The problem:
Write every record out again exactly, and keep images out of it.

— begin Dataset —

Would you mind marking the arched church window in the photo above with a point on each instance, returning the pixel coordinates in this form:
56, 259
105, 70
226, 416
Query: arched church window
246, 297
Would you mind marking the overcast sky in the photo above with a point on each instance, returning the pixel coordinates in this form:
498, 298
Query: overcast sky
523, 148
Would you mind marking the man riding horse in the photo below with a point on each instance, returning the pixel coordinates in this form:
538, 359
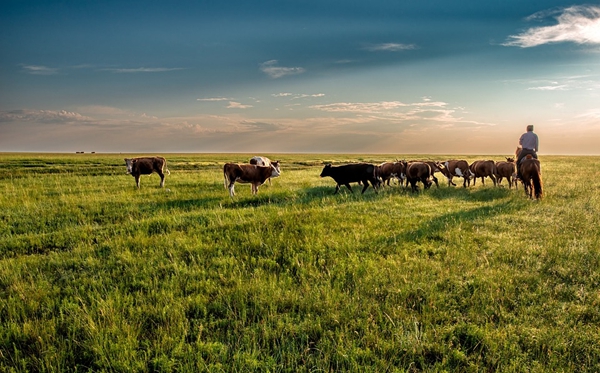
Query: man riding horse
528, 144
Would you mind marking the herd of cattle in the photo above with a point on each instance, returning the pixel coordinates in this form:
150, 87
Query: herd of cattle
261, 169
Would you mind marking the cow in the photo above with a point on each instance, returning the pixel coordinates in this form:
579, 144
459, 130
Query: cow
247, 173
388, 170
351, 173
146, 166
507, 170
483, 169
453, 168
264, 161
418, 171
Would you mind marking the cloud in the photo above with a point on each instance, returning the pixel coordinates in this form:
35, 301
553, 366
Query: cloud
261, 126
43, 116
295, 96
578, 24
271, 69
143, 70
40, 70
212, 99
389, 47
237, 105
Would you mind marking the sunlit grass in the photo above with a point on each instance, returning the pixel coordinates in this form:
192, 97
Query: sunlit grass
98, 275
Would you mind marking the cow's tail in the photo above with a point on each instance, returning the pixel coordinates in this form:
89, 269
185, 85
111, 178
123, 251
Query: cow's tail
167, 168
537, 184
226, 179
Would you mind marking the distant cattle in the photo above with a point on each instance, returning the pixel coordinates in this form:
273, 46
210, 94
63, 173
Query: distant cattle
456, 168
247, 173
507, 170
389, 170
266, 162
146, 166
352, 173
418, 171
483, 169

— end Dataset —

Solution to the problem:
Would you mind marking the arched church window in the photo above with a point on each instance, returning the pixel coordinates in this form:
56, 259
105, 70
226, 416
Query: arched church window
246, 297
Would you mind marking the overcast sky in the photo above with a point on each instance, returning the pixel coordinates in this form:
498, 298
Query: overcast sky
523, 148
Would you mind marking the man riding horse in the photo below with a point on each instance, returning the pixel coordinates in this form:
538, 359
Query: man riding horse
528, 144
Would you mind marking the herd of cattle in the photo above with a point on each instance, returning the pixel coordinates in this form:
150, 87
Query: herd of cattle
261, 169
Would you mind marking the cow in the photo above with a point on each instance, returning the pixel coordinates in this form:
579, 144
459, 130
Query: cow
247, 173
388, 170
351, 173
146, 166
507, 170
483, 169
453, 168
264, 161
418, 171
Would you mind marking the cloud in the photo above with a point on each instance, returning the pixel coordinates in this form:
35, 301
553, 366
Query: cloud
261, 126
43, 116
295, 96
578, 24
271, 69
143, 70
40, 70
212, 99
389, 47
237, 105
Would you mind marking the sunlit grass in the photo above with a point on each instance, returning the pixel coordinates in this form:
192, 97
Query: sunlit grass
98, 275
Would you mind marking the cow's tail in the photo above with a point on each instance, returning the pixel coordinates in this form:
89, 269
185, 85
111, 178
123, 251
Query: cow's tail
167, 168
537, 184
226, 179
Would you mind marking the distant cattle in the photo above with a point on each instance, returning the pixel coordinates in this form:
273, 46
210, 94
63, 173
Query: distant cattle
456, 168
247, 173
507, 170
389, 170
266, 162
146, 166
352, 173
418, 171
483, 169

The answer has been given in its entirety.